▶ [DOCUMENT SEGMENT]
_ _ _ _

Tokyobling's Blog

Mount Takao – Jinbendo

Posted in Nature, Places by tokyobling on December 22, 2013

Mount Takao is not only popular due to its beautiful nature but also for its many spiritual and religious aspects. It is said to be inhabited by tengu, winged mythical creatures, as well as all sorts of spirits, demons and mystics. Even before you reach the Buddhist temple on top of the mountain your path will take you past several buddhist statues and even one little mini-temple, the Jinbendo very near the main temple. The Jinbendo is dedicated to the mountain mystics, apothecaries and hermits that devoted themselves to spiritual experiments in Japan’s semi-mythical past. The most famous of these was a man called Ennogyoja, who in 699 A.D. was said to have been banished to live alone on a mountaintop for his alleged powers of black magic. During his stay he enrolled the services of two demons, a husband and wife, who helped him in his daily life. The husband demon seated on the left holds an axe with which he chops wood for Ennogyoja and clears his way while his wife, the demon holding a vase of water, helped with other domestic chores. The demons had no choice but to obey their orders or risk the displeasure of Ennogyoja. His power and knowledge made him quite a reputation and even though he had been banished, one of his students was elected the top apothecary of the royal court in 734. Followers of his mystical teaching called themselves followers of the Shugendo and formed a peculiar mystical religion that was a mix of buddhism, taoism and shinto. They believed in testing themselves and putting themselves through trials and experiments to enable themselves to become one with god, and many lived as mountain hermits, alone. In 1613 the Shogun ordered the followers of Shugendo to join up with an established temple, and since then the religion has been closely associated with buddhism. There are still people practicing Shugendo around the world, but many believe in keeping a low profile. They call themselves Shugenja and about the only time you will see one is when they embark on one of their mystic pilgrimages. From reading about the things they submit themselves to, I would imagine that they are very fit.

_ _ _ _

▶ [DIRECTIVES]
1: List every year that the blog post about Mount Takao's Jinbendo mentions.
2: Continue the blog post about Mount Takao's Jinbendo beyond its final sentence.

▶ [DATA LINES]

_ _ _ _

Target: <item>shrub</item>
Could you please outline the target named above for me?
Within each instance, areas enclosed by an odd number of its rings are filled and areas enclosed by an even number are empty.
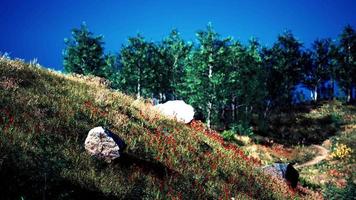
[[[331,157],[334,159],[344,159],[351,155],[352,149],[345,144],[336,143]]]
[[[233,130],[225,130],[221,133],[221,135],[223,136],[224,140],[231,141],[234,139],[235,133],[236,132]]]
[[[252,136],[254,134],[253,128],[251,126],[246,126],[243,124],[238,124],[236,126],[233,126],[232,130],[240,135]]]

_ _ _ _

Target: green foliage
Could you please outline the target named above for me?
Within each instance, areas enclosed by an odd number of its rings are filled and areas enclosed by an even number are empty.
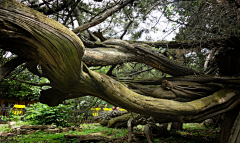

_ _ _ _

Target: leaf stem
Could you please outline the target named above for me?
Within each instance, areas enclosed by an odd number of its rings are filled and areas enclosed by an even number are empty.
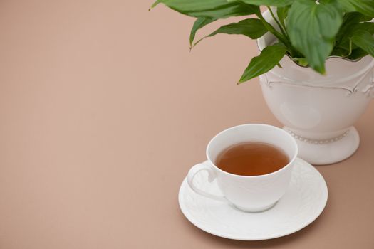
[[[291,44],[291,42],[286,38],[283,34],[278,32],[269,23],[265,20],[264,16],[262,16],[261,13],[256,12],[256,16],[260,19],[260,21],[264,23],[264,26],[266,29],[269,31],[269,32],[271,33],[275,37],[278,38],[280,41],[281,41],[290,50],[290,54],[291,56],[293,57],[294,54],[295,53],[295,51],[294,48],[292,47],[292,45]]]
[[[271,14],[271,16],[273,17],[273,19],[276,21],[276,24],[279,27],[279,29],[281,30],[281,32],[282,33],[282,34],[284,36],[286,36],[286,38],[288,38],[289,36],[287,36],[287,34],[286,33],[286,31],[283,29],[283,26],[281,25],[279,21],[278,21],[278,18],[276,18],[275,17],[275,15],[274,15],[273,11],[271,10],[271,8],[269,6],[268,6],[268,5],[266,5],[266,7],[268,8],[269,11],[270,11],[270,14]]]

_ _ _ _

▶ [SOLVED PROBLEMS]
1: 699, 734, 1613

2:
On the side of the Jinbendo is a lot of miniature wooden geta, symbolizing the traditional footwear of the mountain mystic, but these are the geta of the Tengu. The normal geta has two “toes”, or wooden blocks, whereas the winged Tengu spirits have only one (and for the record, the highest class of courtesans had three).

I suspect that the red leaves of the trees on Mount Takao has already fallen for this year, but if you are in Tokyo in November next year I recommend that you visit to see the wonderful nature.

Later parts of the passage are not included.